• _Exercises_
a) Using the legOS text, answer these questions:
(i) Which memory area do all ROM display functions use as a bit field for segment states?
(ii) In which register does ROM pass 16-bit arguments and return values?
(iii) Which special owner PIDs represent free blocks and reserved blocks?
b) Translate this sentence from the legOS text into Spanish: "Gradually bypassing ROM completely is a general pattern in legOS development."
c) Write the next part of the legOS text, picking up after its final sentence.

• _Page_
In an early version of legOS, I relied exclusively upon ROM to address the LCD. Examination of the ROM disassembly narrowed the region of possible control codes. I then wrote experimental programs that stepped through these ranges and noted the display changes affected.

ROM functionality includes 4- and 1-digit decimal number display with an optional selectable decimal point. This is how ROM and firmware display sensor values, program numbers, and time. There are also codes to set and unset individual graphics symbols such as the IR transfer indicator. legOS makes these capabilities accessible via symbolic constants and inline wrappers in rom/lcd.h.

In-depth analysis of the ROM disassembly revealed further potential for enhancements. All ROM display functions employ the memory area 0xef43-0xef4b as a bit field indicating segment states. From this buffer, the display is updated by the lcd_refresh() function. Recognizing the rare possibility to improve both footprint and execution speed, I added direct-lcd.h to access the data area directly, bypassing ROM for all but display refresh (see Example 2 for a comparison). Gradually bypassing ROM completely is a general pattern in legOS development.

Notice how arguments to ROM functions need to be recopied. ROM calling conventions differ from gcc's -- 16-bit arguments and return values are passed in r6, not r0. Unfortunately, gcc's excellent support for assembler instructions with C operands only offers constraints for register classes, not individual registers (see Example 3 for an example of how button states are read). gcc also treats r0..r3 as clobbered by function calls, although ROM preserves them. Trivial changes to the H8 machine definition file would have accomplished seamless compatibility with ROM, but I chose not to provide compiler patches for every gcc version or binaries for every platform.

Direct access to the LCD bit field also expanded the display capabilities. Although the memory layout of every 7-segment digit is different, driver functions with a uniform interface could be implemented in conio.c with minimum footprint, due to the H8's powerful bit-manipulation functions. Providing softfonts to display hexadecimal or maimed ASCII characters paved the way to display hexwords and strings with cputw(unsigned) and cputs(char*).

Memory Management

The choice of a memory-management algorithm was dictated by circumstances. Total system memory of slightly less than 32 KB and an overall design goal of small footprint ruled out page-oriented allocation schemes immediately; on average, they waste half a page per allocated block. Also, the smaller the blocks, the bigger their relative administrative overhead.

This left continuous allocation. Of the possible variants, I decided to use a straightforward scheme (see Table 1) that is optimal in terms of space allocation and linear with a low constant in the time domain. Why space optimal? For each allocated block, you need to store its length somewhere if you ever intend to free it. With a 32-KB address space and a processor in need of word alignment for all but character data, this translates to 14 bits. Furthermore, you need to track a block's status with a minimum of three categories -- free, allocated, and reserved (for memory-mapped I/O areas). This would fit in the remaining two bits.

For multitasking systems, however, it is desirable to track block owners, if only to clean up after task death. With the constraint of word alignment, this translates to another two bytes of administrative data. Free and reserved blocks are efficiently implemented as special owner PIDs 0x0000 and 0xffff, respectively.

To minimize fragmentation, freed blocks must be united with neighboring free blocks. This, however, means traversing the block list from the beginning to locate the predecessor. malloc() performs this traversal in any case, so unification was integrated there, leaving free() an atomic O(1) operation. Since the priority scheduler has to free process data and stack areas, this property is handy.

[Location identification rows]
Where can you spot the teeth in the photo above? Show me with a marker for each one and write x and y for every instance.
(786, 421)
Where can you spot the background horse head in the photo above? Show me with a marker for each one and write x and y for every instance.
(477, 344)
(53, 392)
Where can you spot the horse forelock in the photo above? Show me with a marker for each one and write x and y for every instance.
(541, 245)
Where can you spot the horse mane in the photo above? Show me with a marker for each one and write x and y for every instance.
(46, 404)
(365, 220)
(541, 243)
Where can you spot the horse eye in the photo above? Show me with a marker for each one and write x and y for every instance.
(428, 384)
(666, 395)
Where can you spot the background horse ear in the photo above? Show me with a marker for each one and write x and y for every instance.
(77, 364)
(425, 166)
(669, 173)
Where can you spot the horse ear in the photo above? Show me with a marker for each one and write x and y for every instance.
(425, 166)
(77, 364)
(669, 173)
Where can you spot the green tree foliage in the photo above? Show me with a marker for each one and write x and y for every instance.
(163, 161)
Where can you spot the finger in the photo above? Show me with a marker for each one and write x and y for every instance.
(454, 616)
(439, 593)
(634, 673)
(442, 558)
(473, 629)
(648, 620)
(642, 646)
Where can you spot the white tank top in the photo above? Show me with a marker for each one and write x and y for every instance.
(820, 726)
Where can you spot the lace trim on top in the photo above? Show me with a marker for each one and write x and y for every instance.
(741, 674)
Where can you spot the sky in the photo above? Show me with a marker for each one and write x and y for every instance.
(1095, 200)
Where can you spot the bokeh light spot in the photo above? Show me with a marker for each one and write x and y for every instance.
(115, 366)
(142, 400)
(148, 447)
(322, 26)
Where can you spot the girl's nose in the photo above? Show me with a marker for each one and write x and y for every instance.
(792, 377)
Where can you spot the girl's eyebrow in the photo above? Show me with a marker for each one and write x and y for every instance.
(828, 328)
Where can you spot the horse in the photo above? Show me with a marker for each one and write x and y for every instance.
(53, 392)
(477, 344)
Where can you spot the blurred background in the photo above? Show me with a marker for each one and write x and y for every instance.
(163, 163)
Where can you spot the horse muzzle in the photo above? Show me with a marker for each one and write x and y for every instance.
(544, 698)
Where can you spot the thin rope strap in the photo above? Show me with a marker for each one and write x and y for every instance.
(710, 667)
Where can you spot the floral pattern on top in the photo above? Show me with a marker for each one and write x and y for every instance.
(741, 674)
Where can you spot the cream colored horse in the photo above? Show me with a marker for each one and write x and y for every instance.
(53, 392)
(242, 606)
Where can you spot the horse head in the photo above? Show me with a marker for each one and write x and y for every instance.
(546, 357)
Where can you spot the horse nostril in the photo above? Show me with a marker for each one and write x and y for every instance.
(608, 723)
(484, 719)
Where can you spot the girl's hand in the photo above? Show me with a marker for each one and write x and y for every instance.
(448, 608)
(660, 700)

• _Response list_
a)
(i) 0xef43-0xef4b
(ii) r6
(iii) Free blocks use 0x0000, and reserved blocks use 0xffff.

b) Prescindir gradualmente por completo de la ROM es una pauta general en el desarrollo de legOS.

c)
The memory-managed area starts immediately after the last byte of static data. Fortunately, the GNU linker provides a method of inserting symbols at precise locations in the memory map (see Example 4). This spares you from clumsy double compilation or compile-and-patch approaches. As a final common optimization, a pointer to the first free block is maintained.

Task Management

My next goal was preemptive multitasking. The subgoals involved in changing to a new task context can be clearly separated in a task switcher (which performs the actual context switch) and task scheduler (which decides where to spend the next timeslice). The latter should ideally be totally platform independent, whereas the former is machine-specific by definition.

To keep the scheduler interface lean and mean, I saved all context information on the stack frame. The only argument to the scheduler is the current task's stack address, and the only return value is the next task's. Consequently, the switcher is ignorant of process data structures. Starting a new task became the question of assembling a stack from which the switcher would return to the desired start address and having the scheduler return this stack address.

Initially, I selected a barebones circular scheduling scheme for maximum stability. The harder part was getting the switcher to work. I started with a cooperative approach, forcing tasks to yield explicitly. This gave me a semistable environment wherein I could control the exact moment a task switch would occur.

Trying to stick with UNIX standards, I examined various methods of task startup and shutdown. A fork seemed infeasible, as it requires a full copy of both data and stack segments. It is also overkill for most embedded applications. Finally, I extended the exec family with execi(). This function inserts a new process into the scheduler and allocates stack space for it. execi() is nonstandard in that it doesn't replace the old process, but simply adds a new one. In more orderly fashion, exit() ends a process' life, and kill() allows it to prey on others.

After this system proved reasonably stable, I plunged into the joys of IRQ handling. As Table 2 shows, Hitachi placed the H8's IRQ vector table at 0x0000 as usual -- a ROM address. However, in accord with the scheme of downloadable firmware, Lego's engineers displayed some excellent software engineering. They created a secondary IRQ table in RAM and a primary ROM wrapper for every IRQ (see Example 5). The secondary IRQ handlers can be easily overridden by new firmware. Replacement handlers have to return with a normal "subroutine return" instruction, and they can rely on r6 being saved and restored by the wrapper.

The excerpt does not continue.